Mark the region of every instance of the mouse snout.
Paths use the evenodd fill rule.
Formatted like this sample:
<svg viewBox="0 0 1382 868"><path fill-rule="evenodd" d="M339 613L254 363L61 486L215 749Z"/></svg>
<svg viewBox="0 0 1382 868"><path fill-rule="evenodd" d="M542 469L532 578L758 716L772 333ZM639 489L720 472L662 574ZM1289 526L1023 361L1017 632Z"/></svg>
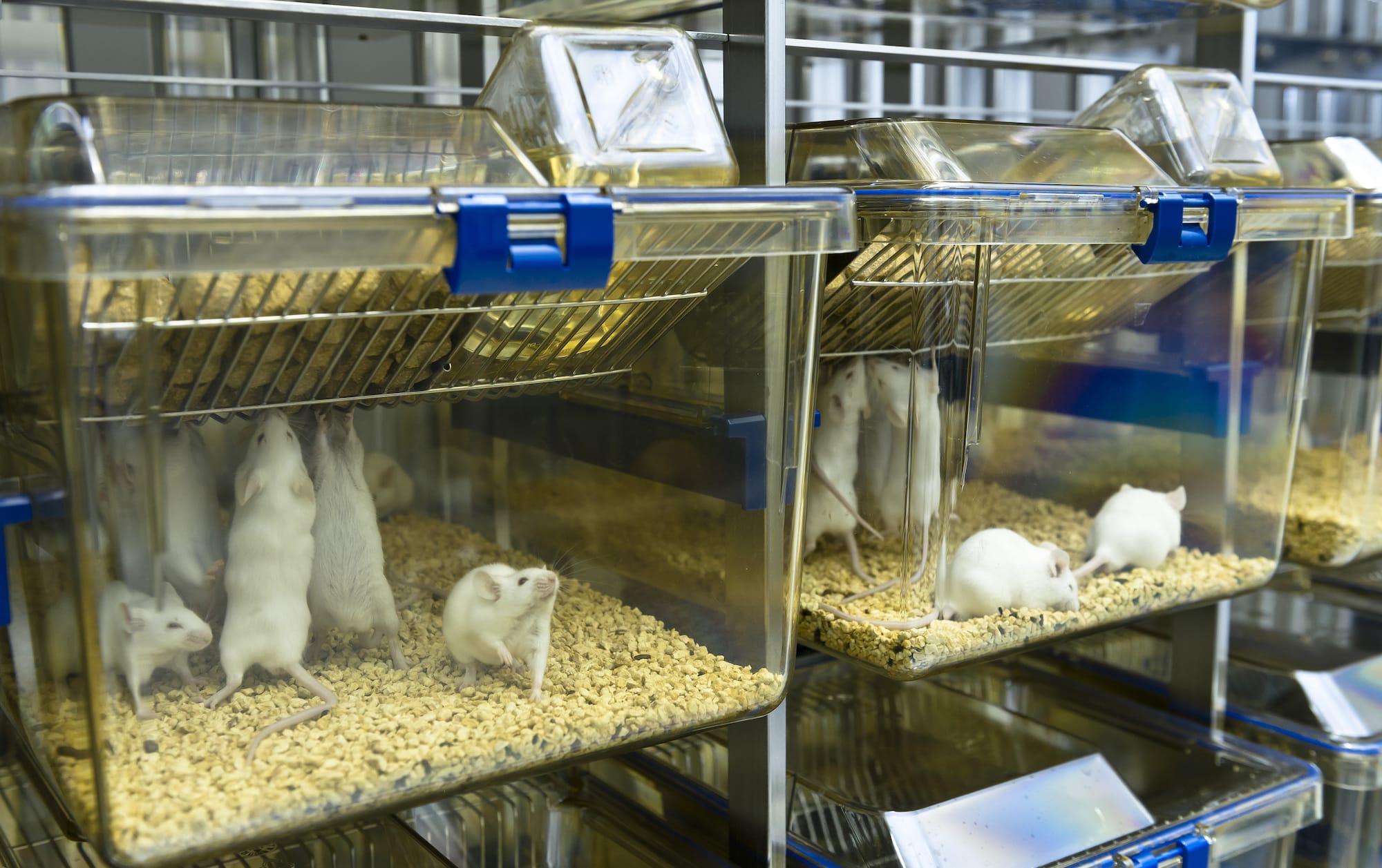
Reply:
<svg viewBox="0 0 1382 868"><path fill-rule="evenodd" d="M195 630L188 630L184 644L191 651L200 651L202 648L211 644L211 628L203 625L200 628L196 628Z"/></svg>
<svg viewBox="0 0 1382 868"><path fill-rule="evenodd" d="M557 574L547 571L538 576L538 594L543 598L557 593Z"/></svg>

* * *

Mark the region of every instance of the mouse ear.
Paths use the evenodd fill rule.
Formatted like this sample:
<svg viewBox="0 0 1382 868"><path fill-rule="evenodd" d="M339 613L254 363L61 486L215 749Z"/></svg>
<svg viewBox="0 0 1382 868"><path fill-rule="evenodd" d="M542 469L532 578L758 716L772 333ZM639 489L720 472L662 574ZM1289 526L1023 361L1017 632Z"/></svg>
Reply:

__Directive__
How many lines in the records above contain the word "instance"? Reply with the number alone.

__Written solution__
2